▶ _MATERIAL FOR THIS EXERCISE_
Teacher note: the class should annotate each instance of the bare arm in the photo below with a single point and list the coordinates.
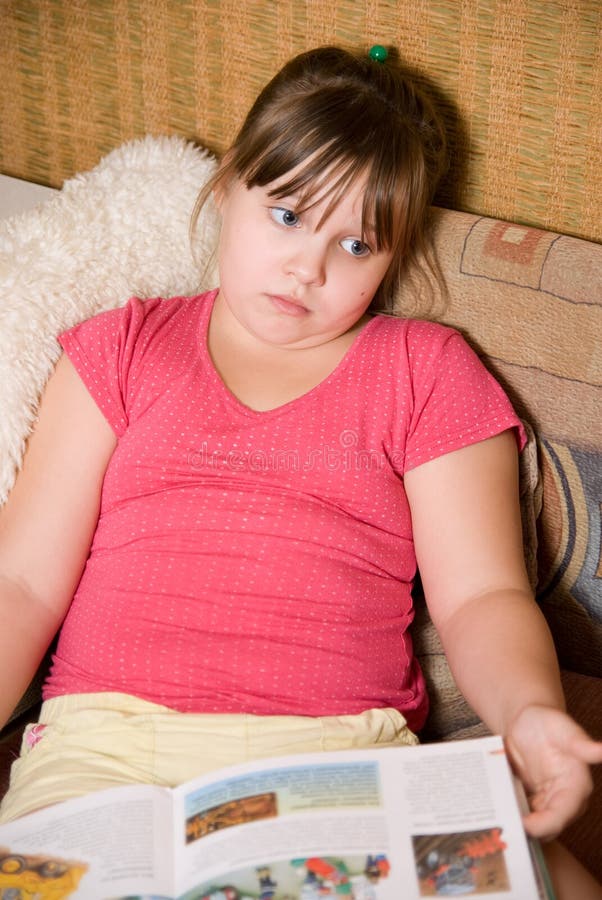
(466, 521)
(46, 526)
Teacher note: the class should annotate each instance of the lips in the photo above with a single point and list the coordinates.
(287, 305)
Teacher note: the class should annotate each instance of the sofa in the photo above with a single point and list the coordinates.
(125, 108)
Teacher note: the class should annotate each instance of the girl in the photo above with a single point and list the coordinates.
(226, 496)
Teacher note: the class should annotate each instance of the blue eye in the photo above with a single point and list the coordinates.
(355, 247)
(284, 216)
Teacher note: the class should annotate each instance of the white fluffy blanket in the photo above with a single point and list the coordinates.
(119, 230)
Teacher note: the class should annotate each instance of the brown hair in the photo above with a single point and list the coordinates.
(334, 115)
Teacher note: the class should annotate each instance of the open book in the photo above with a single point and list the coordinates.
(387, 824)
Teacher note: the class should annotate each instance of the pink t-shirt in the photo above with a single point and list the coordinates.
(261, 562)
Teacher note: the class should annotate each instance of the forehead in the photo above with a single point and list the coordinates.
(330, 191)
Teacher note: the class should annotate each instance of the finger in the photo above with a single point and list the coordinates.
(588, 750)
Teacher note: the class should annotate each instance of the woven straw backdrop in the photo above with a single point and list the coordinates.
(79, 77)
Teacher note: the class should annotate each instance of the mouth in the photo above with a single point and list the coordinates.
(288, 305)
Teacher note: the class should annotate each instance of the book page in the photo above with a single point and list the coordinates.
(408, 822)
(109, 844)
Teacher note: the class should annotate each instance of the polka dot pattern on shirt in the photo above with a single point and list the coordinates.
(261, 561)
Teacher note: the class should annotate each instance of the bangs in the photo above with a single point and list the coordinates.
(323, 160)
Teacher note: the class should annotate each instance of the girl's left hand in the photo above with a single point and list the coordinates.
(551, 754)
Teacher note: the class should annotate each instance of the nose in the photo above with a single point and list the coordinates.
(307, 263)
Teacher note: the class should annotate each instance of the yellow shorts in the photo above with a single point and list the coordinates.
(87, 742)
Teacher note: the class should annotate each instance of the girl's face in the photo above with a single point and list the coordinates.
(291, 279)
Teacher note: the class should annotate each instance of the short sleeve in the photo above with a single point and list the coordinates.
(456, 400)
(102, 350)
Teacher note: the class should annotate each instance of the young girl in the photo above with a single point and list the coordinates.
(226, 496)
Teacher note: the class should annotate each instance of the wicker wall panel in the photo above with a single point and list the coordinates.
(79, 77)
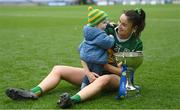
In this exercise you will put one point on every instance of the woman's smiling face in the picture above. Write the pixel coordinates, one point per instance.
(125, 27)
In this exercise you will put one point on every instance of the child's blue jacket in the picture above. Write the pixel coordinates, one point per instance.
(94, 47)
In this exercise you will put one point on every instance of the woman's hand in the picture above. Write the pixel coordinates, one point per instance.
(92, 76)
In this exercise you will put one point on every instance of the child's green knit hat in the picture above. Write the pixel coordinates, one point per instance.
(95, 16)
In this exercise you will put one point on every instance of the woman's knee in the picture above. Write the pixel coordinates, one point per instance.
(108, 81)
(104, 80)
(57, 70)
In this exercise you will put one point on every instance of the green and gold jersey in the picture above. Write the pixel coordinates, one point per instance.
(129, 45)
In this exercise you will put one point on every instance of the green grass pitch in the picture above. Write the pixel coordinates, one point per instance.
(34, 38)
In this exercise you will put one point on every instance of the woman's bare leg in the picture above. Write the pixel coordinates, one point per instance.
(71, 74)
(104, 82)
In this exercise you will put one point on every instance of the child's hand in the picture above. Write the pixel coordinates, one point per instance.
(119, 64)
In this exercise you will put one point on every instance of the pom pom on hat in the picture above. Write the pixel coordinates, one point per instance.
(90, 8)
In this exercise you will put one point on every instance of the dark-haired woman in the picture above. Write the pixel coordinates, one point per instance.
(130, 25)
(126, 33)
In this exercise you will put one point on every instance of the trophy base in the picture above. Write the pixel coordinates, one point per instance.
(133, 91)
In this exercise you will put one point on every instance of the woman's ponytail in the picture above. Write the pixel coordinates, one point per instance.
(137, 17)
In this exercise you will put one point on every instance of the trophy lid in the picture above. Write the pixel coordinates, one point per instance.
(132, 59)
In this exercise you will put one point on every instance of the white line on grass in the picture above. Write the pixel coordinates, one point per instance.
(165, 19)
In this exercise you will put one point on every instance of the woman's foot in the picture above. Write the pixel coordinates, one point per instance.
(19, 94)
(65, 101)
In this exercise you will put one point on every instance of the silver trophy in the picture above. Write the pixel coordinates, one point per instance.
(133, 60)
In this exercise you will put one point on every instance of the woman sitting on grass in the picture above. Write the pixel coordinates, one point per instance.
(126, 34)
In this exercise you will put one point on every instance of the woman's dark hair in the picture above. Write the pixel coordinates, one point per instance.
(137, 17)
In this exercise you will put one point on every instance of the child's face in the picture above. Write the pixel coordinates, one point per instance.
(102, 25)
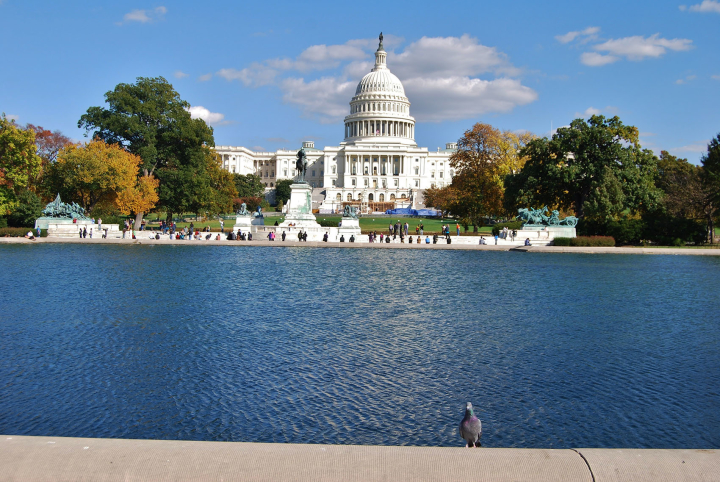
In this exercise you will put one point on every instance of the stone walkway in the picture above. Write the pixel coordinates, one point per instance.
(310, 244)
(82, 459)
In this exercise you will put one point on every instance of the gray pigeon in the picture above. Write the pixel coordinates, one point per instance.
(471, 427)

▶ _TASK DETAILS_
An exact reproduction of the data above is required, with every picture removed.

▶ _THE ANSWER_
Teacher note: the class should annotate each instance of the bare arm in the photo below with a single point and list the coordinates.
(466, 521)
(46, 526)
Teacher note: the class should annotate each instance of the lips in the photo above with a single point and list the coordinates.
(287, 305)
Teacher note: the class should annotate each instance of the sofa in the photo above with a single point and list the coordinates.
(125, 108)
Teacher note: the class should annotate each instance of the girl in the photo above with a single point and list the coordinates.
(226, 496)
Teacher note: the class should annotate each instance of the blue eye in the photo above with a single point and list the coordinates.
(355, 247)
(284, 216)
Teacher note: the class should annotate each instance of the white fluffy blanket in the photo above with a single point and list the coordinates.
(119, 230)
Teacher note: the class should annotate each instance of the brown hair in the photo above with a single point and list the coordinates.
(334, 115)
Teacher note: the class should annotate each instance of the open book in the photo above with a single point and list the coordinates.
(387, 824)
Teacher note: the class should annotate each instance of the pink t-shirt in the photo above with a single point and list the coordinates.
(261, 562)
Teacher note: the class should annotate each instance of the forehead in the photo above with a single point and list the coordinates.
(330, 191)
Teacher note: the class should annotate each instance of the finger in the photo above with a single point and list the coordinates.
(588, 750)
Teacher note: the class should annotate each instance of the woven straw backdrop in the photo above with a single point and list the coordinates.
(79, 77)
Teacher note: the class should annotate each instance of the mouth in the photo above with a single point and list the coordinates.
(288, 305)
Teacher note: the class should annotate each instance of the book page in the photo above with a single point and list the coordinates.
(408, 822)
(109, 844)
Teacher note: the class should annotate each instance of the polka dot pattern on shirt in the photo above with a single point and list the coordinates.
(261, 561)
Teacher note: the class should annotate each instance of the bangs in the photo above with a single point and list the coordinates.
(323, 160)
Teacher note: the class should annotate each instance of the girl's left hand in the photo above with a single point and list the coordinates.
(551, 754)
Teacher note: the class should annotate each instance of the nose in the photo above with a single point and list the coordinates.
(307, 263)
Teacher note: the class should annotate each instance of the yellow shorts in the photo above with a single point and list the coordinates.
(87, 742)
Teacher note: the class should annotate each instance of the girl's face in the photo above with a single point and list the coordinates.
(291, 279)
Teacher note: the class should annotate each instance of the short sleeve in the photo above with a single point and list the coordinates.
(456, 400)
(102, 350)
Teacher note: the class should annotate each instance of the young girl in the photo above with a single point and list the coordinates.
(226, 496)
Teacher note: the class should annotate each instance of the wicker wall panel in the photo above with a single point and list the coordinates.
(79, 77)
In this exercise you will put one point on every instance of the woman's smiling face in the picture above. Write the pixel coordinates, one point per instance.
(125, 27)
In this exercise you will put one point on every instance of the child's blue jacket in the picture above. Write the pixel coordinates, one point per instance.
(94, 47)
In this exercise you will put one point on every instance of the woman's hand in the picture above. Write the pixel coordinates, one point per instance.
(92, 76)
In this exercise you will put one point on every instance of the child's green knit hat in the picture above. Write the pixel coordinates, one point per instance.
(95, 16)
In this exercise you will put one point on every instance of the woman's knee in the picture above. Write the pixel coordinates, one point per instance.
(108, 81)
(104, 80)
(57, 70)
In this exercise you will put one point on every instance of the green and gold jersey in the picture above. Write the pixel coordinates, one point per instance.
(129, 45)
In this exercise you will put one point on every instance of the green grass pitch in the picture above. Write the pixel coordinates, one point per instance.
(34, 38)
In this exercise you will put one point on every instance of the woman's bare leg in the picture above. Write the pixel coordinates, one point per instance.
(71, 74)
(104, 82)
In this exercise you will put one point on every instance of the child's hand in the picture above. Write the pixel coordinates, one point per instance.
(119, 64)
In this exercise you will put one point on every instance of the pom pom on hat in the picture above. Write the pixel coordinates, one point per instance.
(90, 8)
In this exercise you will put one point on every instance of the dark-haired woman in the picture above. Write the pixel coordinates, one point per instance.
(130, 25)
(126, 33)
In this exercise you will put one point on every instance of the trophy base in the picture above. Write the pixel coordinates, one point per instance.
(133, 91)
In this exercise you will put one point on every instance of the woman's ponytail in the picture above. Write the pixel coordinates, one point per instance.
(137, 17)
In this exercise you will put one point on every instance of the trophy lid in the picture above. Write the pixel coordinates, one point per instance.
(132, 59)
In this exercise you will put one point on every instance of the white line on grass in the picture above. Write the pixel coordinates, one point per instance.
(165, 19)
In this exercise you will put one point on every instance of the woman's foot in the picture above. Write the pixel coordinates, one point per instance.
(19, 94)
(65, 101)
In this exercise you will put one point on every instance of the silver trophy in the picture above. Write the pixel coordinates, one point per instance.
(133, 60)
In this exercise you will put one point on every instance of the woman sitting on grass in the picture above. Write the pixel coordinates, one point per instance.
(126, 34)
In this exercise you will put one point on every instance of the woman's dark hair in the picture above. Write the pixel coordinates, one point per instance.
(137, 17)
In this exercise you will put one point on every instance of the child's face in the picture above. Write the pixel coordinates, one point per instance.
(102, 25)
In this exercise you will put one point on every instance of the stone walkway in the picture above. Write the pixel coordinates, one point per instance.
(310, 244)
(82, 459)
In this exercise you will put one point on every instance of the gray pigeon in the picture above. Write the pixel coordinates, one point per instance.
(471, 427)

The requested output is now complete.